**Exercise prompt**
Convert the listing below in full into a two-column CSV headed instruction and response. Give one row per listing, with its text and its answer each in a single quoted field, line breaks replaced by spaces, and omit the pictures.

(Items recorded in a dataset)
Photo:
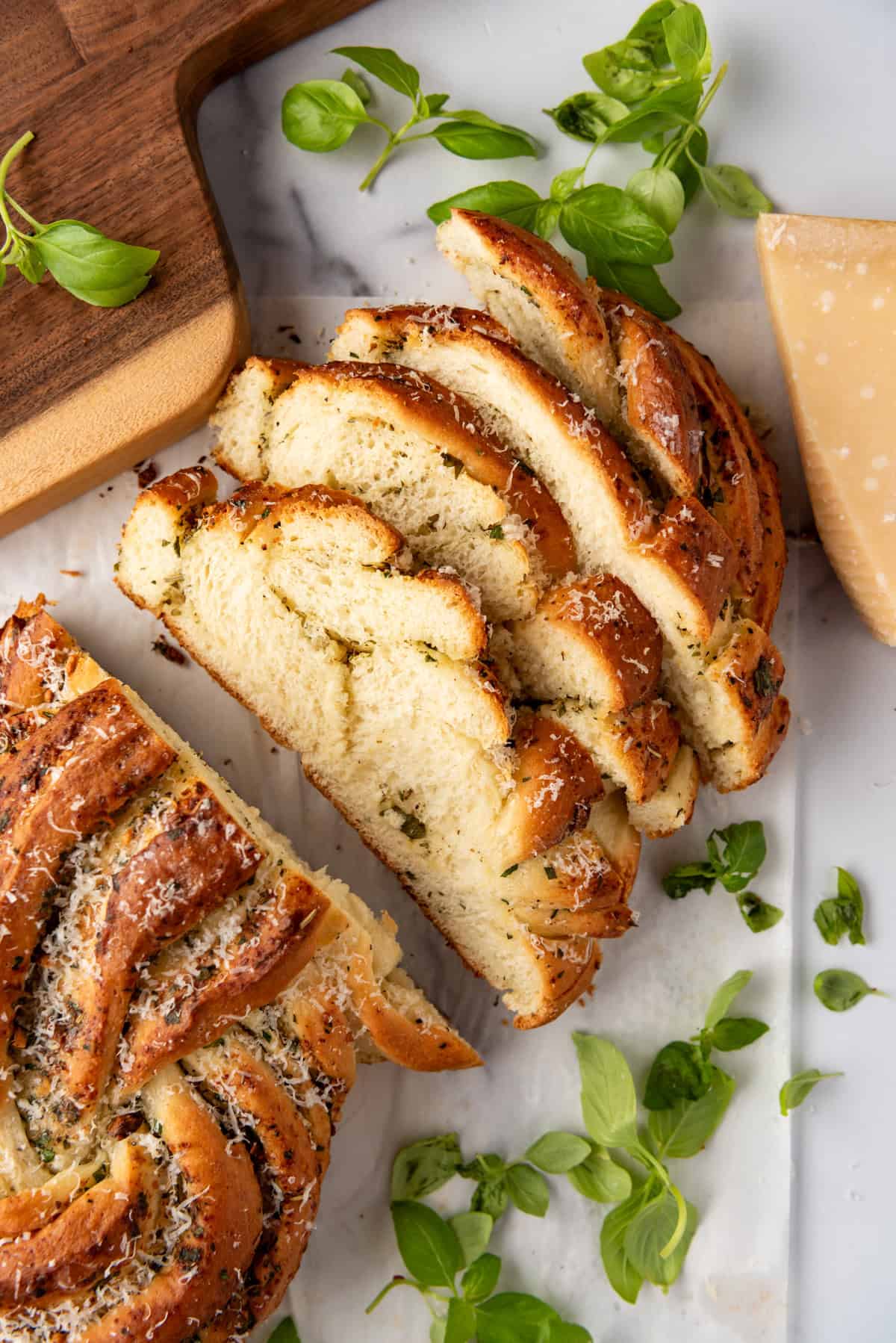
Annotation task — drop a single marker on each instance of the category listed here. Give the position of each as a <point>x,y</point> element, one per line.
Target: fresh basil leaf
<point>621,1272</point>
<point>729,188</point>
<point>625,69</point>
<point>724,996</point>
<point>687,166</point>
<point>358,85</point>
<point>743,855</point>
<point>662,112</point>
<point>649,28</point>
<point>736,1033</point>
<point>687,42</point>
<point>460,1322</point>
<point>687,1127</point>
<point>839,990</point>
<point>564,184</point>
<point>321,114</point>
<point>603,222</point>
<point>528,1190</point>
<point>586,116</point>
<point>662,193</point>
<point>31,265</point>
<point>473,1232</point>
<point>481,1277</point>
<point>609,1102</point>
<point>428,1245</point>
<point>795,1090</point>
<point>514,1318</point>
<point>285,1333</point>
<point>600,1178</point>
<point>687,877</point>
<point>842,914</point>
<point>491,1197</point>
<point>473,140</point>
<point>556,1151</point>
<point>511,200</point>
<point>644,285</point>
<point>679,1072</point>
<point>546,219</point>
<point>423,1167</point>
<point>388,66</point>
<point>756,912</point>
<point>648,1235</point>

**Answer to this problem**
instruction,response
"Photo: Annotation task — drop a single marker on each instance of the category listed here. Give the position of each as a <point>x,y</point> element, one per line. Target: fresh basil leaf","<point>621,1272</point> <point>729,188</point> <point>625,69</point> <point>724,996</point> <point>687,166</point> <point>358,85</point> <point>743,855</point> <point>662,112</point> <point>649,28</point> <point>736,1033</point> <point>687,42</point> <point>460,1322</point> <point>687,1127</point> <point>839,990</point> <point>564,184</point> <point>321,114</point> <point>603,222</point> <point>528,1190</point> <point>586,116</point> <point>662,193</point> <point>31,265</point> <point>473,1232</point> <point>481,1277</point> <point>609,1102</point> <point>428,1245</point> <point>795,1090</point> <point>514,1318</point> <point>285,1333</point> <point>600,1178</point> <point>687,877</point> <point>842,914</point> <point>491,1197</point> <point>473,140</point> <point>556,1151</point> <point>511,200</point> <point>644,285</point> <point>679,1072</point> <point>546,219</point> <point>423,1167</point> <point>388,66</point> <point>756,912</point> <point>648,1235</point>"